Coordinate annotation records
--------

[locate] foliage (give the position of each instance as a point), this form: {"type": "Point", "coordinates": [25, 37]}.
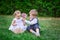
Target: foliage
{"type": "Point", "coordinates": [44, 7]}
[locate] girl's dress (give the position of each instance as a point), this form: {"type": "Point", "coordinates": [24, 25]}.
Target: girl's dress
{"type": "Point", "coordinates": [19, 23]}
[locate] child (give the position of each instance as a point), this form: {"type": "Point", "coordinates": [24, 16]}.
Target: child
{"type": "Point", "coordinates": [24, 15]}
{"type": "Point", "coordinates": [17, 23]}
{"type": "Point", "coordinates": [34, 25]}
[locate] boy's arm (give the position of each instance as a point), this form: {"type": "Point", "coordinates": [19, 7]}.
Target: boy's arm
{"type": "Point", "coordinates": [31, 22]}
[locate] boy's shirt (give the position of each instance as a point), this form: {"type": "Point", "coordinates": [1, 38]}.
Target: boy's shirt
{"type": "Point", "coordinates": [32, 22]}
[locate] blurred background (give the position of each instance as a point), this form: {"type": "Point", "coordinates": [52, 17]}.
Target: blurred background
{"type": "Point", "coordinates": [48, 16]}
{"type": "Point", "coordinates": [49, 8]}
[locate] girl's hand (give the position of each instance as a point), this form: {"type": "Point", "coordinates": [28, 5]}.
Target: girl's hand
{"type": "Point", "coordinates": [14, 24]}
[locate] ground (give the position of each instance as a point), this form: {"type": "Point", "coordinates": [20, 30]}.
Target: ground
{"type": "Point", "coordinates": [49, 29]}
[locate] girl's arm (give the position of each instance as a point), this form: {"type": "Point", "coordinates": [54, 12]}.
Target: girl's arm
{"type": "Point", "coordinates": [31, 22]}
{"type": "Point", "coordinates": [14, 23]}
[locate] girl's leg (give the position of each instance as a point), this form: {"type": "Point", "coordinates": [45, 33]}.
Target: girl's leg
{"type": "Point", "coordinates": [32, 31]}
{"type": "Point", "coordinates": [37, 32]}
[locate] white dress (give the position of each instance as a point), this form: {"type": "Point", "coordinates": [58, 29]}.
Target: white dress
{"type": "Point", "coordinates": [19, 23]}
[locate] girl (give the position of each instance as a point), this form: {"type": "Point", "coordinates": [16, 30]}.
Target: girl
{"type": "Point", "coordinates": [17, 23]}
{"type": "Point", "coordinates": [34, 25]}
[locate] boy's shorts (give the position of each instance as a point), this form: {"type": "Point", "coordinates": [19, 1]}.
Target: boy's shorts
{"type": "Point", "coordinates": [33, 27]}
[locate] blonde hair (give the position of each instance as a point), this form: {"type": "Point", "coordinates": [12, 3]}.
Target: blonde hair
{"type": "Point", "coordinates": [33, 12]}
{"type": "Point", "coordinates": [24, 15]}
{"type": "Point", "coordinates": [16, 12]}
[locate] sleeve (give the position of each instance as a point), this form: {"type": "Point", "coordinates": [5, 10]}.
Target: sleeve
{"type": "Point", "coordinates": [34, 21]}
{"type": "Point", "coordinates": [13, 20]}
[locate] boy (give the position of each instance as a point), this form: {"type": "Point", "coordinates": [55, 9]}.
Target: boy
{"type": "Point", "coordinates": [34, 25]}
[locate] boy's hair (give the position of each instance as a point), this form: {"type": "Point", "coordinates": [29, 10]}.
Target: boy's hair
{"type": "Point", "coordinates": [16, 12]}
{"type": "Point", "coordinates": [34, 12]}
{"type": "Point", "coordinates": [24, 15]}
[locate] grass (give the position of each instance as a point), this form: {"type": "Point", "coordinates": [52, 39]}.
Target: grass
{"type": "Point", "coordinates": [50, 30]}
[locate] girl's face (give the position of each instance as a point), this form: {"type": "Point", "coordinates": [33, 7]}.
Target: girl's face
{"type": "Point", "coordinates": [18, 14]}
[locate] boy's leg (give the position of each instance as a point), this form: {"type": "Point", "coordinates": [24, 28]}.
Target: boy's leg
{"type": "Point", "coordinates": [32, 31]}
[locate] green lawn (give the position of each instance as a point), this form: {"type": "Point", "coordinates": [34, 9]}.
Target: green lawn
{"type": "Point", "coordinates": [50, 29]}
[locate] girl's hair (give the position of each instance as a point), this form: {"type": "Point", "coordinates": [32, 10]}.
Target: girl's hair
{"type": "Point", "coordinates": [33, 12]}
{"type": "Point", "coordinates": [16, 12]}
{"type": "Point", "coordinates": [24, 15]}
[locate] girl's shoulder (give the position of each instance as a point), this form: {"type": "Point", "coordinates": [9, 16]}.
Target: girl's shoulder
{"type": "Point", "coordinates": [14, 19]}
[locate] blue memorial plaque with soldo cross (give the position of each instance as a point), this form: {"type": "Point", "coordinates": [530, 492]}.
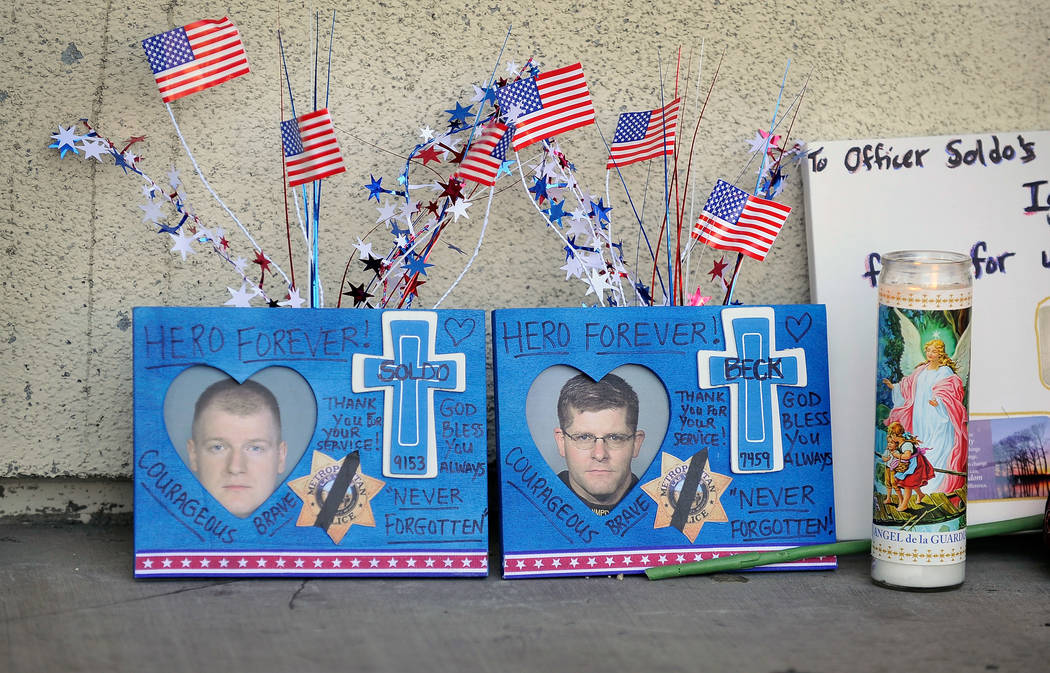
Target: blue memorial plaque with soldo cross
{"type": "Point", "coordinates": [310, 443]}
{"type": "Point", "coordinates": [638, 437]}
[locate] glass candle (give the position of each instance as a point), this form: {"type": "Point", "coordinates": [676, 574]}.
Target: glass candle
{"type": "Point", "coordinates": [919, 500]}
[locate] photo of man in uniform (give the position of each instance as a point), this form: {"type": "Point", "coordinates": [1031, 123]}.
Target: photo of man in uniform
{"type": "Point", "coordinates": [235, 448]}
{"type": "Point", "coordinates": [597, 437]}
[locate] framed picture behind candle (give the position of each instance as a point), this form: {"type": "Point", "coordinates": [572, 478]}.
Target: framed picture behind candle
{"type": "Point", "coordinates": [984, 195]}
{"type": "Point", "coordinates": [310, 443]}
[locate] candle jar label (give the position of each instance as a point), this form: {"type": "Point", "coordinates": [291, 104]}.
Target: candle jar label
{"type": "Point", "coordinates": [921, 440]}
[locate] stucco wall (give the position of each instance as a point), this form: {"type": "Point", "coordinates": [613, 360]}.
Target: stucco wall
{"type": "Point", "coordinates": [77, 256]}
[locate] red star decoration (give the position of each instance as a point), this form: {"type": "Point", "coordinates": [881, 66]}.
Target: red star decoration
{"type": "Point", "coordinates": [717, 269]}
{"type": "Point", "coordinates": [458, 156]}
{"type": "Point", "coordinates": [452, 189]}
{"type": "Point", "coordinates": [261, 260]}
{"type": "Point", "coordinates": [413, 287]}
{"type": "Point", "coordinates": [428, 154]}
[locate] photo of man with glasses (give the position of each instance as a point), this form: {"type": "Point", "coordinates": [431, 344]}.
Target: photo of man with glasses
{"type": "Point", "coordinates": [597, 436]}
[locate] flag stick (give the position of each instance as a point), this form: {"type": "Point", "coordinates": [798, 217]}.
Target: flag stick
{"type": "Point", "coordinates": [284, 166]}
{"type": "Point", "coordinates": [755, 559]}
{"type": "Point", "coordinates": [667, 191]}
{"type": "Point", "coordinates": [629, 201]}
{"type": "Point", "coordinates": [739, 255]}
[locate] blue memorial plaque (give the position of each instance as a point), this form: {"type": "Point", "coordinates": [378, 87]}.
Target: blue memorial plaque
{"type": "Point", "coordinates": [638, 437]}
{"type": "Point", "coordinates": [310, 443]}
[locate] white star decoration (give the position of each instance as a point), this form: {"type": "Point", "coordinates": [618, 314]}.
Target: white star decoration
{"type": "Point", "coordinates": [182, 244]}
{"type": "Point", "coordinates": [95, 148]}
{"type": "Point", "coordinates": [459, 208]}
{"type": "Point", "coordinates": [242, 298]}
{"type": "Point", "coordinates": [293, 300]}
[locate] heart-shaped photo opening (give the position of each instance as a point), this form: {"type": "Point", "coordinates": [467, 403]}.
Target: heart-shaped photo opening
{"type": "Point", "coordinates": [597, 437]}
{"type": "Point", "coordinates": [239, 439]}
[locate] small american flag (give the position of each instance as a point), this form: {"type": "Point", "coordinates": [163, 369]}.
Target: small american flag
{"type": "Point", "coordinates": [486, 154]}
{"type": "Point", "coordinates": [551, 103]}
{"type": "Point", "coordinates": [735, 221]}
{"type": "Point", "coordinates": [195, 57]}
{"type": "Point", "coordinates": [642, 135]}
{"type": "Point", "coordinates": [311, 148]}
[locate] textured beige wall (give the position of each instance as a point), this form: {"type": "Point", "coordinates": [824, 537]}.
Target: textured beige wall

--------

WHAT THIS TASK INVOLVES
Every line from the one containing "[locate] heart-shaped photo" through the last line must be copied exactly; leave out the rest.

SOLUTION
[locate] heart-shaped photo opening (give the position of each instance as a point), this form: {"type": "Point", "coordinates": [467, 403]}.
Target: heart-shaped photo opening
{"type": "Point", "coordinates": [597, 437]}
{"type": "Point", "coordinates": [239, 439]}
[locate] small american flag (give the position of each instance as a point), this form: {"type": "Point", "coordinates": [163, 369]}.
Target: small american flag
{"type": "Point", "coordinates": [486, 154]}
{"type": "Point", "coordinates": [551, 103]}
{"type": "Point", "coordinates": [735, 221]}
{"type": "Point", "coordinates": [195, 57]}
{"type": "Point", "coordinates": [642, 135]}
{"type": "Point", "coordinates": [311, 148]}
[locate] textured beige wall (give the position of each instance as a point), this form: {"type": "Point", "coordinates": [824, 537]}.
Target: textured beige wall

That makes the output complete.